(JOB):
In the sketch of Melvin Joseph Ballard, which patriarch gave him a special blessing when he was a child?

(EXTRACT):
[start]

Melvin Joseph Ballard

Lawrence R. Flake, Prophets and Apostles of the Last Dispensation (Provo, UT: Religious Studies Center, Brigham Young University, 2001), 447–51.

Melvin Joseph Ballard portrait

Born: 9 February 1873, Logan, Utah

Quorum of the Twelve Apostles: 7 January 1919 (age 45)

Died: 30 July 1939 (age 66), Salt Lake City, Utah

A young Mormon elder did not sleep at all one night. Strong forces of emotion beyond anything he had ever felt before pulled at his heartstrings. He had been serving as a missionary in varous cities of the United States with two loyal companions, Elders B. H. Roberts and George D. Pyper, who had been sent out on the same day as he and who were now released. But Melvin J. Ballard, the youngest of the three and the most eager to return home, had been reassigned as a traveling elder in the Northern States Mission. He wept. It was not that he begrudged this service to the Lord—it was that he wanted to be with Martha, his bride, to whom he had been married three weeks before receiving his mission call. She was expecting their first child, and his longing to be by her side reached mammoth proportions that night.

Temptation from the forces of evil enshrouded him. He turned to the Lord for help. At this very difficult time he found in a little book the words to a poem which, later put to music, he sang for countless thousands in his travels throughout the Church:

It may not be on the mountain height

Or over the stormy sea;

It may not be at the battle’s front

My Lord will have need of me;

But if, by a still, small voice he calls

To paths that I do not know,

I’ll answer, dear Lord, with my hand in thine;

I’ll go where you want me to go. [1]

This song captures the very essence of the rest of this great man’s life. Elder Ballard grew to know the Lord personally and, as one of the Lord’s beloved apostles, testified of him poignantly. As a child, Melvin received a special blessing from patriarch Zebedee Coltrin, whose shoes he had offered to shine every morning if Brother Coltrin would tell him about the Prophet Joseph Smith. In this blessing the Lord promised the lad that through his obedience he would become so in tune with the Lord’s Spirit that angels would minister to him daily and that he would speak to them face to face. During his lifetime of service, he did have many heavenly manifestations, including a sacred vision of the Savior in a dream.

[end]

[Recorded data]
[start]

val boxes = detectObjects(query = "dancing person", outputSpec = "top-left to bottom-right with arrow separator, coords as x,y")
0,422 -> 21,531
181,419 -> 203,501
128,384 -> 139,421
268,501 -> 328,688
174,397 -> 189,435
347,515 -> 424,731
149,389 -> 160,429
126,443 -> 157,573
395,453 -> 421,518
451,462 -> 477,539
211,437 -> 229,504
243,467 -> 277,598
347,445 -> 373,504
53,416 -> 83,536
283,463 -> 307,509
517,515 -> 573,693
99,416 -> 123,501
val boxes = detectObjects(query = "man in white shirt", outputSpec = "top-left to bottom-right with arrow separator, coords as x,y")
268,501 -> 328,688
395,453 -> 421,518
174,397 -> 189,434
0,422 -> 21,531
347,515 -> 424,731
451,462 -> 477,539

[end]
[start]

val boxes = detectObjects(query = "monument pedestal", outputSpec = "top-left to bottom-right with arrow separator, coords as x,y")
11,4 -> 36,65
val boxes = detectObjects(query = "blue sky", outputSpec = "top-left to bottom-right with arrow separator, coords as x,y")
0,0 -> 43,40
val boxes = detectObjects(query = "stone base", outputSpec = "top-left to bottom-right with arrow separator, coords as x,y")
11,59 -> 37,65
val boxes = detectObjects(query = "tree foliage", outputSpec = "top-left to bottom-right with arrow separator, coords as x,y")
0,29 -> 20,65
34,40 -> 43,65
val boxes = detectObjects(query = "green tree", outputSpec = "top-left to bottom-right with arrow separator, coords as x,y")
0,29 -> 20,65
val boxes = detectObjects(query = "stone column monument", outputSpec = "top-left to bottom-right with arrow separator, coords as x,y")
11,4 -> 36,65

[end]

(RESPONSE BELOW):
Patriarch Zebedee Coltrin gave him the blessing.